> _EXTRACTED TEXT_:

□ □ □ □

President Obama has refused to walk into the trap. Indeed, he has ignored the 45 percent trigger entirely, thus providing the basis for Karl Rove’s charge. The charge is, on its face, correct. The law does require that the president submit a plan to bring the share of Medicare supported by general tax revenues under 45 percent; and Obama, despite prodding by the trustees, has not done so. Rove seems to think that Obama has ignored the rule for political reasons. Such a choice would seem entirely sensible: The president surely observed the drubbing his predecessor took for complying with the trigger.
I would propose another ground for Obama’s refusal: The requirement that the president submit a plan is unconstitutional.
I am not saying that a court would strike the trigger down—indeed, one wonders what plaintiff could challenge the president’s refusal to step into the trap—but if the president refuses to do what the Congress tells him, then the Congress is pretty much stuck.
To simplify the constitutional argument to its essence, consider a single question: By what authority can the Congress ever command the president to submit legislation? Can the president command the Congress to pass a bill? Of course not; nor can the Congress force the president to submit one. Although the courts occasionally have allowed the legislative branch to get away with similar sorts of abdication, the constitutional separation of powers ought to forbid it.

□ □ □ □

> _GIVEN DATA_:
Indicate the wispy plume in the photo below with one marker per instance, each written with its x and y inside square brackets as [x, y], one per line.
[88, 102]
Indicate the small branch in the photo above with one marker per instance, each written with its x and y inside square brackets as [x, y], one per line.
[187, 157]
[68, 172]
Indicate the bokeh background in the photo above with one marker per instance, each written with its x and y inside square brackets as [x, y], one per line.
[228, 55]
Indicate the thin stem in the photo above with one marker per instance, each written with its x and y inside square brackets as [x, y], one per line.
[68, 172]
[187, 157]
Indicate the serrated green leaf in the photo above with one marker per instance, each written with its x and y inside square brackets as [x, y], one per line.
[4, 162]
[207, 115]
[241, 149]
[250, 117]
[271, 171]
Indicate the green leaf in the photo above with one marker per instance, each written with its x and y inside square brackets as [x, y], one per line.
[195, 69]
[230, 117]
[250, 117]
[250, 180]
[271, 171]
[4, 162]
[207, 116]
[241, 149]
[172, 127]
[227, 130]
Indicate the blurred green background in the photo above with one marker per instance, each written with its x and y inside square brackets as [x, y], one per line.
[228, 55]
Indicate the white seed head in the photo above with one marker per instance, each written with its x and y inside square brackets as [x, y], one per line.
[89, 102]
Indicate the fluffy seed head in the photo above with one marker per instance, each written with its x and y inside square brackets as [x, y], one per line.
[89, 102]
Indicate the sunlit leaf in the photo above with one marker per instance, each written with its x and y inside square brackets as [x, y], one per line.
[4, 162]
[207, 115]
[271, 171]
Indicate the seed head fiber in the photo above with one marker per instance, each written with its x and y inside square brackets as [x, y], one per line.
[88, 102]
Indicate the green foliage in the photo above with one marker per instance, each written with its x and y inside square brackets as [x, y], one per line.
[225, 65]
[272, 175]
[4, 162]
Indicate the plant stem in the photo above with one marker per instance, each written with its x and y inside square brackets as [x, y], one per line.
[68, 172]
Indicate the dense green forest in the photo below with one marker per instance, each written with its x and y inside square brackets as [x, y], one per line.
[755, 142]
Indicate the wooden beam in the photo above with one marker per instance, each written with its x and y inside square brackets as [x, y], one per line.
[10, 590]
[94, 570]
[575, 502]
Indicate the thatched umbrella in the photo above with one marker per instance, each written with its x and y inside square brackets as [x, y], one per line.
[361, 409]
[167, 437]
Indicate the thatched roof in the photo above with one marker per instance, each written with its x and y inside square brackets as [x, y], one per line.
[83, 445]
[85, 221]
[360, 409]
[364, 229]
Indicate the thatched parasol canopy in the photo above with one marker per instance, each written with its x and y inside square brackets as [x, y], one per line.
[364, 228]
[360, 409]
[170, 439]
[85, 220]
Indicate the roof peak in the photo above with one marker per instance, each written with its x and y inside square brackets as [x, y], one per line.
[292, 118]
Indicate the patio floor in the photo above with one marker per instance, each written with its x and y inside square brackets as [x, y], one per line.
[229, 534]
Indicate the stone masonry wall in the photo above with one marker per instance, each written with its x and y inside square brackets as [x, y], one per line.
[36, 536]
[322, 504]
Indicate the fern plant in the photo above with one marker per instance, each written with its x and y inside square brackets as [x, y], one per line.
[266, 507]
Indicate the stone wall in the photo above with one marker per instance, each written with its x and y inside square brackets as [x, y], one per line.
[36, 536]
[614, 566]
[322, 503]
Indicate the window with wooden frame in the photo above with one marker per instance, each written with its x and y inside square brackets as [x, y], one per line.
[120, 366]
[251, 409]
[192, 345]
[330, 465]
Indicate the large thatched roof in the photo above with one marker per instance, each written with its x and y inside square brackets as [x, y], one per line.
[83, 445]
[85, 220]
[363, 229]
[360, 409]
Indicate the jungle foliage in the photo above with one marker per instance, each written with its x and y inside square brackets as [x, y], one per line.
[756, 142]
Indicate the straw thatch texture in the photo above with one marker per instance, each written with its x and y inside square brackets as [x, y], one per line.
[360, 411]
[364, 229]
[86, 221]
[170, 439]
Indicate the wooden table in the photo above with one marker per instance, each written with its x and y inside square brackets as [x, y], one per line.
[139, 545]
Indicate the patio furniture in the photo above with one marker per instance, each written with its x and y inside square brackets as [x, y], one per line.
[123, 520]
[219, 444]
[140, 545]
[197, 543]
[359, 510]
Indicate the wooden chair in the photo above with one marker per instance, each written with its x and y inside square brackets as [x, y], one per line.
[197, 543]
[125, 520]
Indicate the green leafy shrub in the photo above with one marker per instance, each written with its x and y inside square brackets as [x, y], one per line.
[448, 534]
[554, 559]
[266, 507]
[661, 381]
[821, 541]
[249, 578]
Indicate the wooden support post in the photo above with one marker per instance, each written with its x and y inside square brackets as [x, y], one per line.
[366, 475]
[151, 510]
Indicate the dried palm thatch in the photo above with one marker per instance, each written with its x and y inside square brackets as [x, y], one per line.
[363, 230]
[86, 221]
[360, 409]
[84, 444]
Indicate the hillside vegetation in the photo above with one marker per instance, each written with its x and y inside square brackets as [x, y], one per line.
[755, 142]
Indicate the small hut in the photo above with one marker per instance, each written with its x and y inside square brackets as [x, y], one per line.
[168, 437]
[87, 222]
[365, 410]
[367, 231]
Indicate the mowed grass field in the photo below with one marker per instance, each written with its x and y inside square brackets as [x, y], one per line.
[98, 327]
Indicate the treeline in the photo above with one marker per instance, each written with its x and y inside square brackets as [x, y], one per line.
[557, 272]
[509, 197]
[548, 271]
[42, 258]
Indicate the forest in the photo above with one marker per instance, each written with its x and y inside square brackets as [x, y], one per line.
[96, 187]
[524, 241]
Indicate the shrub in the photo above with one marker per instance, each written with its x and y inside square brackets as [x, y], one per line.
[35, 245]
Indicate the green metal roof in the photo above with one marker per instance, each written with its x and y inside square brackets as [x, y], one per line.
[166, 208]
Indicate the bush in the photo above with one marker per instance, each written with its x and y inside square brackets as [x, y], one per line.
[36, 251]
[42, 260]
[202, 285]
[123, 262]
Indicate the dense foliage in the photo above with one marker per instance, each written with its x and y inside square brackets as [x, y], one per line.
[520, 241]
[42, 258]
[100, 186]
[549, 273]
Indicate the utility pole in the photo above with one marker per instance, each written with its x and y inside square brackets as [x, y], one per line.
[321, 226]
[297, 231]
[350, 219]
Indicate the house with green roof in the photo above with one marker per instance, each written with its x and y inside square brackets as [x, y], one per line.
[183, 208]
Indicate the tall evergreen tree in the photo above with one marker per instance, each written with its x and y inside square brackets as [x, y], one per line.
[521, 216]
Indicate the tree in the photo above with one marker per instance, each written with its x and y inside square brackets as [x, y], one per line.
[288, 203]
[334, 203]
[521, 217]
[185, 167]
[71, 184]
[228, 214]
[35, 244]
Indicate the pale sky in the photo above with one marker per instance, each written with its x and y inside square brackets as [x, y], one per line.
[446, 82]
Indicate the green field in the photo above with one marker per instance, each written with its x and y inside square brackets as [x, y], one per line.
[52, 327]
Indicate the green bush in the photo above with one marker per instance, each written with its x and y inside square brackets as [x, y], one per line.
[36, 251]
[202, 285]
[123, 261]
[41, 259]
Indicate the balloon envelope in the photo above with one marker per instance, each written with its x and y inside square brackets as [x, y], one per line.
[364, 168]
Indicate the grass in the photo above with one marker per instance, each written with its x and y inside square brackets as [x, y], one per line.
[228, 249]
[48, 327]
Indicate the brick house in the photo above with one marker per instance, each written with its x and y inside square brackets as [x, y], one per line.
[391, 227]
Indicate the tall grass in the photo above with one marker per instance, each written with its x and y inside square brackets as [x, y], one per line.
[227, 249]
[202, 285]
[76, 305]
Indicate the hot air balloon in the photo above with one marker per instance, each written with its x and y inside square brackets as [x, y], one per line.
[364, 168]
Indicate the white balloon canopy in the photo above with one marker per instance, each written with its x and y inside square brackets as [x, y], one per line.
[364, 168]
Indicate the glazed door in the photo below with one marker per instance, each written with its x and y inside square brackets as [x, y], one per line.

□ □ □ □

> _TASKS TO COMPLETE_:
- A) Reproduce the passage on the Medicare trigger from "President Obama has" down to "with the trigger.".
- B) Go on with the passage on the Medicare trigger, picking up after its final sentence.

> _RESPONSES_:
- A)
President Obama has refused to walk into the trap. Indeed, he has ignored the 45 percent trigger entirely, thus providing the basis for Karl Rove’s charge. The charge is, on its face, correct. The law does require that the president submit a plan to bring the share of Medicare supported by general tax revenues under 45 percent; and Obama, despite prodding by the trustees, has not done so. Rove seems to think that Obama has ignored the rule for political reasons. Such a choice would seem entirely sensible: The president surely observed the drubbing his predecessor took for complying with the trigger.

- B)
Federal statutes are full of instructions of this sort directed at the chief executive: “The president shall submit” or “The president shall report” or “The president shall inform.” I have been telling my students for years that such language strikes me as rubbish. What the statutes really mean is “We ask the president to” or “We hope the president will” or, really, “We wish the president would”—the last being the substantive intention behind the 45 percent trigger. The trigger represented a desperate plea from the 2003 Congress that the president spare its members the political responsibility of proposing their own Medicare fixes.
Taking Medicare’s problems seriously carries enormous political risk, and it is easy to see why the Congress might prefer to kick the problem over to the executive branch. But the framers did not design a system in which the Congress could tell the executive what legislation to draft. A quarter century ago, in Immigration and Naturalization Service v. Chadha, the Supreme Court warned that the constitutional forms for lawmaking had to be followed even when they “impose burdens on governmental processes that often seem clumsy, inefficient, even unworkable.” Neither the Congress nor the president, said the justices, could avoid “the cumbersomeness and delays often encountered in complying with explicit constitutional standards.”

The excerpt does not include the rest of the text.